**任务目标 a**
把下面位置标注数据集摘录里的全部记录逐行照抄一遍，一字不改。

**页面**
Description
Given an array of integers nums, write a method that returns the “pivot” index of this array.
We define the pivot index as the index where the sum of the numbers to the left of the index is equal to the sum of the numbers to the right of the index.
If no such index exists, we should return -1. If there are multiple pivot indexes, you should return the left-most pivot index.
Example 1:
Input:
nums = [1, 7, 3, 6, 5, 6]
Output: 3
Explanation:
The sum of the numbers to the left of index 3 (nums[3] = 6) is equal to the sum of numbers to the right of index 3.
Also, 3 is the first index where this occurs.
Example 2:
Input:
nums = [1, 2, 3]
Output: -1
Explanation:
There is no index that satisfies the conditions in the problem statement.
Note:
The length of nums will be in the range [0, 10000].

**任务目标 b**
按页面的说明，如果不存在满足条件的索引，应当返回什么？

[位置标注数据集摘录]

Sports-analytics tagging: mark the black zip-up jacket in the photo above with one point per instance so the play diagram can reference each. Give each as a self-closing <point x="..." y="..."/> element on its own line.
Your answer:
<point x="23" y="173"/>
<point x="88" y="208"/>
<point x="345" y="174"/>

**完整解答 a**
Sports-analytics tagging: mark the black zip-up jacket in the photo above with one point per instance so the play diagram can reference each. Give each as a self-closing <point x="..." y="..."/> element on its own line.
Your answer:
<point x="23" y="173"/>
<point x="88" y="208"/>
<point x="345" y="174"/>

**完整解答 b**
返回 -1。